STORED DATA:
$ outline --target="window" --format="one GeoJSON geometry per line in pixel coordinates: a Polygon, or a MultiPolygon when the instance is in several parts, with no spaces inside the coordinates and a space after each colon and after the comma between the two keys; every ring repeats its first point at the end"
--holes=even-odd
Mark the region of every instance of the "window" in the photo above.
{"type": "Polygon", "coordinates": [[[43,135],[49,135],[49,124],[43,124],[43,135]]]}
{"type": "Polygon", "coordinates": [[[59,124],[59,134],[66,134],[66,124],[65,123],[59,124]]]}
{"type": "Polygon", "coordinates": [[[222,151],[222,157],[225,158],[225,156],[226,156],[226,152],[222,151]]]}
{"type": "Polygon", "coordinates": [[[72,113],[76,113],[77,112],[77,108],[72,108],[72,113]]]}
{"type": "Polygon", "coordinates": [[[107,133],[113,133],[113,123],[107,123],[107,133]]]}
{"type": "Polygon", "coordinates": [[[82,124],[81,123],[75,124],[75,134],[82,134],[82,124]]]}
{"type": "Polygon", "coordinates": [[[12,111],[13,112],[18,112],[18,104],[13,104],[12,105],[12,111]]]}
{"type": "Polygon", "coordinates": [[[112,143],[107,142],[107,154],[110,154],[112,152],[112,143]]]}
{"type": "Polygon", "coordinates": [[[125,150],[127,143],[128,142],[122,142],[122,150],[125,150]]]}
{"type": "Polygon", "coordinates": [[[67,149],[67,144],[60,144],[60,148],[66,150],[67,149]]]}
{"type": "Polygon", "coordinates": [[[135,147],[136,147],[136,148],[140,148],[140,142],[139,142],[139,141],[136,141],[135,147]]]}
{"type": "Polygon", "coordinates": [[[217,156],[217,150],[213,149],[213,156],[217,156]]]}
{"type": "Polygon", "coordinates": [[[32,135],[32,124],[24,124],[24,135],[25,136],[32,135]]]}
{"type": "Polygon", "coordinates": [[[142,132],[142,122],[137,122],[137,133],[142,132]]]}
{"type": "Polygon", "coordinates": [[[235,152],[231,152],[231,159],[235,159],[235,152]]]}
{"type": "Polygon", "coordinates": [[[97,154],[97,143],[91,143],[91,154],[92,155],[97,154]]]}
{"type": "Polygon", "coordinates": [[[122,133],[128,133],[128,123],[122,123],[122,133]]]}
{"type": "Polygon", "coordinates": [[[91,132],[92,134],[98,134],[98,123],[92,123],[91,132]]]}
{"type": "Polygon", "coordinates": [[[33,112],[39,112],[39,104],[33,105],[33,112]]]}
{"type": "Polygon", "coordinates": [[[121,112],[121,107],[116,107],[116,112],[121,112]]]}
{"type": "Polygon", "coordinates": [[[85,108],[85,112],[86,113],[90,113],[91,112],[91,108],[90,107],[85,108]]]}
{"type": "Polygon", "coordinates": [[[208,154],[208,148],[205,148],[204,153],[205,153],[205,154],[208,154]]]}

WHAT THE EXERCISE ASKS:
Can you render every line of the records above as a Markdown table with two columns, Row and Record line, numbering the rows and leaving out blank lines?

FINISHED TASK:
| Row | Record line |
|---|---|
| 1 | $ outline --target="window" --format="one GeoJSON geometry per line in pixel coordinates: a Polygon, or a MultiPolygon when the instance is in several parts, with no spaces inside the coordinates and a space after each colon and after the comma between the two keys; every ring repeats its first point at the end" |
| 2 | --holes=even-odd |
| 3 | Mark the region of every instance of the "window" in the photo above. |
| 4 | {"type": "Polygon", "coordinates": [[[43,135],[49,135],[49,124],[43,124],[43,135]]]} |
| 5 | {"type": "Polygon", "coordinates": [[[59,124],[59,134],[66,134],[66,124],[65,123],[59,124]]]} |
| 6 | {"type": "Polygon", "coordinates": [[[222,151],[222,157],[225,158],[225,156],[226,156],[226,152],[222,151]]]} |
| 7 | {"type": "Polygon", "coordinates": [[[72,113],[76,113],[77,112],[77,108],[72,108],[72,113]]]} |
| 8 | {"type": "Polygon", "coordinates": [[[107,133],[113,133],[113,123],[107,123],[107,133]]]} |
| 9 | {"type": "Polygon", "coordinates": [[[82,124],[81,123],[75,124],[75,134],[82,134],[82,124]]]} |
| 10 | {"type": "Polygon", "coordinates": [[[12,111],[13,112],[18,112],[18,104],[13,104],[12,105],[12,111]]]} |
| 11 | {"type": "Polygon", "coordinates": [[[112,143],[107,142],[107,154],[110,154],[112,152],[112,143]]]} |
| 12 | {"type": "Polygon", "coordinates": [[[125,150],[127,143],[128,142],[122,142],[122,150],[125,150]]]} |
| 13 | {"type": "Polygon", "coordinates": [[[67,149],[67,144],[60,144],[60,148],[66,150],[67,149]]]} |
| 14 | {"type": "Polygon", "coordinates": [[[135,147],[136,147],[136,148],[140,148],[140,142],[139,142],[139,141],[136,141],[135,147]]]} |
| 15 | {"type": "Polygon", "coordinates": [[[217,156],[217,150],[213,149],[213,156],[217,156]]]} |
| 16 | {"type": "Polygon", "coordinates": [[[32,135],[32,124],[24,124],[24,135],[25,136],[32,135]]]} |
| 17 | {"type": "Polygon", "coordinates": [[[142,132],[142,122],[137,122],[137,133],[142,132]]]} |
| 18 | {"type": "Polygon", "coordinates": [[[235,152],[231,152],[231,159],[235,159],[235,152]]]} |
| 19 | {"type": "Polygon", "coordinates": [[[97,154],[97,143],[91,143],[91,154],[92,155],[97,154]]]} |
| 20 | {"type": "Polygon", "coordinates": [[[122,133],[128,133],[128,123],[122,123],[122,133]]]} |
| 21 | {"type": "Polygon", "coordinates": [[[91,132],[92,134],[98,134],[98,123],[92,123],[91,132]]]} |
| 22 | {"type": "Polygon", "coordinates": [[[33,112],[39,112],[39,104],[33,105],[33,112]]]} |
| 23 | {"type": "Polygon", "coordinates": [[[121,112],[121,107],[116,107],[116,112],[121,112]]]} |
| 24 | {"type": "Polygon", "coordinates": [[[85,108],[85,112],[86,113],[90,113],[91,112],[91,108],[90,107],[85,108]]]} |
| 25 | {"type": "Polygon", "coordinates": [[[208,154],[208,148],[205,148],[204,153],[205,153],[205,154],[208,154]]]} |